• SHORT TASK: Format the data below as a Markdown table with the columns "Row" and "Line," giving each line its row number and leaving out blank lines. Cover only everything from the line containing "--find group of students" down to the line containing "(194, 128), (242, 185)", including both of those lines.

• DATA SECTION:
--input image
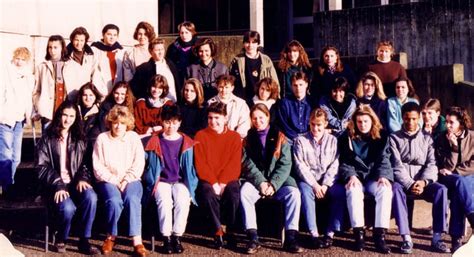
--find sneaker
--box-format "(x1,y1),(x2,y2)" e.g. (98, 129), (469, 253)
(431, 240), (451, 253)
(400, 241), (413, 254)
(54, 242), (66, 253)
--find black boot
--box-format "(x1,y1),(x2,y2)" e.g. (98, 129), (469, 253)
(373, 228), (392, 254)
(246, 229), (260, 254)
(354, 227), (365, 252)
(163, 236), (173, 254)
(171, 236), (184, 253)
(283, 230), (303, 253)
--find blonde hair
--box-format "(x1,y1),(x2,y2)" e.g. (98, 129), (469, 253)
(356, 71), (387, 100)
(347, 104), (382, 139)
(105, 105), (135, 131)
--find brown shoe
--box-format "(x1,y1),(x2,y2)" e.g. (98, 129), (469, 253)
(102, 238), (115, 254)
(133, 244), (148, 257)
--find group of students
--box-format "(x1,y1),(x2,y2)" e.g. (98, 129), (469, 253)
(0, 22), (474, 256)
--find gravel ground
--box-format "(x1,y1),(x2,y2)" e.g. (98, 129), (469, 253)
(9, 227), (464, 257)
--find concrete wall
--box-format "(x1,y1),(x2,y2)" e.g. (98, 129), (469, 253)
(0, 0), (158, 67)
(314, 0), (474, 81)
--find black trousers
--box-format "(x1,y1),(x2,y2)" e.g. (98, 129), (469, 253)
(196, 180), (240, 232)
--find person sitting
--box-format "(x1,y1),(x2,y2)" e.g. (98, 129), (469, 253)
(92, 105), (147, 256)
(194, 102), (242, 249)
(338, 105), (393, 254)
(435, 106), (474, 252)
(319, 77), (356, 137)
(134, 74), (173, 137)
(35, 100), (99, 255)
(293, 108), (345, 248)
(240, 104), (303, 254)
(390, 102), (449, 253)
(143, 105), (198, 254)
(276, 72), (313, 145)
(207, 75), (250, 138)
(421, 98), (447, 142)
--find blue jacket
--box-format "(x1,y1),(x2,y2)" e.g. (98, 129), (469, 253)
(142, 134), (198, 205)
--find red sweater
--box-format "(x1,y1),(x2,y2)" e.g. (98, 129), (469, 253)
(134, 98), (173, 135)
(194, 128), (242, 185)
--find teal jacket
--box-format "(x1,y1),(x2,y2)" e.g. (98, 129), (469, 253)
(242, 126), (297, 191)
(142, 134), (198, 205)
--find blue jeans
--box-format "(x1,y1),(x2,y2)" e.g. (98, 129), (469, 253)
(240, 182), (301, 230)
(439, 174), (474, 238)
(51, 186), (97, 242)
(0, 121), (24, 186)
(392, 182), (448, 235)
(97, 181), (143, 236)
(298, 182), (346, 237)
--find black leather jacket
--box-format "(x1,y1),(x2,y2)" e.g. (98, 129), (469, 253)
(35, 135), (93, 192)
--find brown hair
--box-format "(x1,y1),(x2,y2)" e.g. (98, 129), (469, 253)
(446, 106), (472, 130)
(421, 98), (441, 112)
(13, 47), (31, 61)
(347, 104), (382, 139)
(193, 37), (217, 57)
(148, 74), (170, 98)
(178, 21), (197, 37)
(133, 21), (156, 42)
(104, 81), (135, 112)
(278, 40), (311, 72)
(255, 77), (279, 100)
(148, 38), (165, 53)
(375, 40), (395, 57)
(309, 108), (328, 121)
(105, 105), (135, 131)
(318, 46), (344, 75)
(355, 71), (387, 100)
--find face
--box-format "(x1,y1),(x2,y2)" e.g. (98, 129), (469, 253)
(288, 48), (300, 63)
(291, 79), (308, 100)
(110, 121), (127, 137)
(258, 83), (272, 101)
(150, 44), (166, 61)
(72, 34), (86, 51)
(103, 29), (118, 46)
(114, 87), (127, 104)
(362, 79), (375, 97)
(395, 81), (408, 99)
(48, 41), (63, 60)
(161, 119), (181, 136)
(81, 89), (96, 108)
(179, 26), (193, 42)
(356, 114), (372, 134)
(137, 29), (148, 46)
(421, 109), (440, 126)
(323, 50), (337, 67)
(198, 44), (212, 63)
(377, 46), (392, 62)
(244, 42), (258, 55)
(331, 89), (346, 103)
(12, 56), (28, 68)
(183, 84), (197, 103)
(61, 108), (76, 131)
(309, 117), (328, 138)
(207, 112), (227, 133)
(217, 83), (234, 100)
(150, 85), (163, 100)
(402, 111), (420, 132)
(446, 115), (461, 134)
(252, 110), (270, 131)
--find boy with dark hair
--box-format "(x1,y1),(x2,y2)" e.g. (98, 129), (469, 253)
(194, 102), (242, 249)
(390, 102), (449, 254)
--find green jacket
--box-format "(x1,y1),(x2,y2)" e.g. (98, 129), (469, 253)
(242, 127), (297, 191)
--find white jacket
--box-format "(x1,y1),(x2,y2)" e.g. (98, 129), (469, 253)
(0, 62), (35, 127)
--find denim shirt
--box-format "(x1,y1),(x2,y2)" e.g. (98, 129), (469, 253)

• EXERCISE RESPONSE:
| Row | Line |
|---|---|
| 1 | --find group of students |
| 2 | --box-format "(x1,y1),(x2,y2)" e.g. (98, 129), (469, 253) |
| 3 | (0, 22), (474, 256) |
| 4 | --find gravel ground |
| 5 | --box-format "(x1,y1),(x2,y2)" e.g. (98, 129), (469, 253) |
| 6 | (9, 227), (464, 257) |
| 7 | --find concrete wall |
| 8 | --box-format "(x1,y1),(x2,y2)" e.g. (98, 129), (469, 253) |
| 9 | (0, 0), (158, 67) |
| 10 | (314, 0), (474, 81) |
| 11 | --find black trousers |
| 12 | --box-format "(x1,y1),(x2,y2)" e.g. (98, 129), (469, 253) |
| 13 | (196, 180), (240, 232) |
| 14 | --find person sitting |
| 15 | --box-format "(x1,y1),(x2,y2)" e.g. (98, 129), (469, 253) |
| 16 | (92, 105), (147, 256) |
| 17 | (194, 102), (242, 249) |
| 18 | (338, 105), (393, 254) |
| 19 | (435, 106), (474, 252) |
| 20 | (319, 77), (356, 137) |
| 21 | (134, 74), (173, 137) |
| 22 | (35, 100), (99, 255) |
| 23 | (293, 108), (345, 248) |
| 24 | (240, 104), (303, 254) |
| 25 | (390, 102), (449, 253) |
| 26 | (143, 105), (198, 254) |
| 27 | (276, 72), (313, 145) |
| 28 | (207, 75), (250, 138) |
| 29 | (421, 98), (447, 142) |
| 30 | --find blue jacket |
| 31 | --box-format "(x1,y1),(x2,y2)" e.g. (98, 129), (469, 253) |
| 32 | (142, 134), (198, 205) |
| 33 | --find red sweater |
| 34 | --box-format "(x1,y1),(x2,y2)" e.g. (98, 129), (469, 253) |
| 35 | (134, 98), (173, 135) |
| 36 | (194, 128), (242, 185) |